▶ **Document extract**

============

3.1.6.4 Configure Pyspark Interpreter

Users must write for connection either in the Initialization section or in the notebook’s paragraph. This interpreter is used to write the pyspark language to query and perform analytics on data present in big data. This requires additional configuration, which must be performed as a prerequisite or as postinstallation with the manual change of interpreter settings.

In the pyspark interpreter, you can configure the Python binary executable for PySpark in both driver and workers, set 'True' to use IPython, else set it to 'False'.

To configure the pyspark interpreter variant, follow these steps:
  1. On the Interpreter page LHS menu, select pyspark. The pyspark interpreter pane is displayed.
  2. On the Interpreter Settings page, expand Interpreter Client Configurations and click the Edit icon for <Class Name> (zeppelin). The Interpreter Client Configurations Window is displayed.

============

▶ **Given entries**

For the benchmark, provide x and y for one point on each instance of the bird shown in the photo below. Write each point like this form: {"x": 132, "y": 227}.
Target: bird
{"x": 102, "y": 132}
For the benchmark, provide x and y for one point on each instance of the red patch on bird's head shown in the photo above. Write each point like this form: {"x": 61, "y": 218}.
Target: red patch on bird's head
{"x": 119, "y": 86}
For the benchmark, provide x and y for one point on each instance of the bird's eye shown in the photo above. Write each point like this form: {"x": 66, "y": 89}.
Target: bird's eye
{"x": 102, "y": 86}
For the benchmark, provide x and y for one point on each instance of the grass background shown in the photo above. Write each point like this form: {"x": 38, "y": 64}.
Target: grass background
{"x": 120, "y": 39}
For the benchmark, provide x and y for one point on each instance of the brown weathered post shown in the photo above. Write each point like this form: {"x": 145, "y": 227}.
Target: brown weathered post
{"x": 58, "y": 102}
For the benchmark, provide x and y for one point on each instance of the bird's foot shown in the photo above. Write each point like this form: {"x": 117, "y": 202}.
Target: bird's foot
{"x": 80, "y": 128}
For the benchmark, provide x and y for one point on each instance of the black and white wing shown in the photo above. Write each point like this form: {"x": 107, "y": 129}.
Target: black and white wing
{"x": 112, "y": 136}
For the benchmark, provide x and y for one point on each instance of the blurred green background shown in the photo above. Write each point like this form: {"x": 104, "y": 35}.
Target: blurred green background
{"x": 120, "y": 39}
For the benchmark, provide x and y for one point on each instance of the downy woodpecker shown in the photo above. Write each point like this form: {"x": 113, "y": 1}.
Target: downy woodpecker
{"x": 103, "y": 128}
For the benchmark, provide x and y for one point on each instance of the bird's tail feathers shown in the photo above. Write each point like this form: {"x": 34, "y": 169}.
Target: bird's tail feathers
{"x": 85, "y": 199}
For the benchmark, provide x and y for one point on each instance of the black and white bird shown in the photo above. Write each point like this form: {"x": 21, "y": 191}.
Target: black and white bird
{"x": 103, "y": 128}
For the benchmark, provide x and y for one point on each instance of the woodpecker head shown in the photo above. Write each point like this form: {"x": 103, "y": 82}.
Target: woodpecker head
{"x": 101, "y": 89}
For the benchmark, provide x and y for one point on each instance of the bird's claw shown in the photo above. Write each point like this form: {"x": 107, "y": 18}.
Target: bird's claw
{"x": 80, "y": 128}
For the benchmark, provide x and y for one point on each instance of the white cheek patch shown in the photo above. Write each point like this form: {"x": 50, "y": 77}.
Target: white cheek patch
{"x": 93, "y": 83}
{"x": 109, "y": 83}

============

▶ **Exercise A**
According to the pyspark interpreter text, what value should be set to use IPython?
▶ **Exercise B**
Pick up the pyspark interpreter text after its last sentence and continue the configuration steps.
The records have no connection to the pyspark interpreter text.

▶ **Exercise response A**
Set it to 'True' to use IPython; otherwise, set it to 'False'.

▶ **Exercise response B**
  3. Enter the following information in the pyspark interpreter variant pane as tabulated in the following table

    Table 3-5 pyspark interpreter

    Field Description
    zeppelin.pyspark.python Enter the Python binary executable for PySpark in both drivers and workers. The default value is python.

    For example, python

    zeppelin.pyspark.useIPython Set to 'True' to use IPython, else set to 'False'.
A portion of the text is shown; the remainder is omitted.